__ASSIGNMENT__:
Please continue the forum exchange about which generation deserves the blame, starting after its last post.

BEGIN SELECTED EXTRACT

I agree man. The blame should be laid on the boomers and our parents... They spent crap tons of money, sent us to dozens of wars, started social security and medicare, and gave us a beautiful housing collapse right as we graduate school.
That doesn't mean the end result is different... they coddled us from day one. And now we're a bunch of lazy, entitled pricks who want everything for free. I recognize that every generation thinks younger generations are terrible... but the folks I interact with everyday are scary. They want 6 figure paying jobs with 6 weeks of vacation and no formal training. And those are the good ones - the ambitious ones.
Yes - I'm a millenial. But you don't see me crying on facebook and twitter to forgive my student debt or that I should have free health care. Watch the video I posted... we have a bunch of 57's running around and they will soon be our leaders
As a boomer who is not particularly fond of my generation, I think you need to head to the history books. Social Security was a New Deal initiative. Medicare was a Great Society initiative and most boomers weren't of voting age when that happened. Vietnam War was started by the Administrations and Congresses from the Greatest and Silent Generations. In fact, if you look at most of the issues today, they probably stem from the Greatest Generation's magnanimity in thinking that after thwarting fascism in WWII, any problem could be conquered and the Silent Generation's establishment and dedication to deep statistical analysis in crafting solutions to human problems.

END SELECTED EXTRACT
BEGIN SUPPLIED MATERIAL

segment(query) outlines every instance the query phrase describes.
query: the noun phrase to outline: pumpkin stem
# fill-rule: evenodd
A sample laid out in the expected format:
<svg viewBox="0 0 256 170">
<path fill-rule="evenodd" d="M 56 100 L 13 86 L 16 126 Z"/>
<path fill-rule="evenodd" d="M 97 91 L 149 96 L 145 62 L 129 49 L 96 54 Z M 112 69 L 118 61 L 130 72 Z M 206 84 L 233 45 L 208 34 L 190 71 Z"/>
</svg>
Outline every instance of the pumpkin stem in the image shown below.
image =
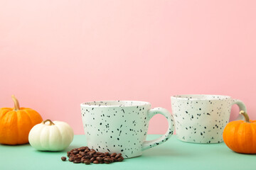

END SUPPLIED MATERIAL

__EXERCISE RESPONSE__:
As for the coddling of boomers, I don't know if that is true or not. I didn't feel coddled growing up in the lower middle class (and not having running water until I was 5 years old). And when you think as boomers we saw one president assassinated, a presidential candidate assassinated, another two presidents shot at, another presidential candidate crippled by a would-be assassin, a civil rights leader assassinated, the Cold War and the fear of nuclear war (complete with duck-and-cover drills in school (see below), the Vietnam War broadcast in our living rooms nightly, riots and demonstrations with considerable property damage in major cities and university campuses, economic collapses that brought us things like wage/price controls and round-the-block gas lines, misery index (unemployment rate + inflation rate) in the high-teens and low-twenties in the late 1970s. I guess Woodstock is supposed to make up for all of that. Seriously, I'm not complaining, but this drilling of boomers kind of grates on me (and I readily recognize the problems with my generation).
Granted, because our generation is so large, we have dictated the market (but as an ardent capitalist, you should understand that). Of course our preferences are going to matter because we consume so much.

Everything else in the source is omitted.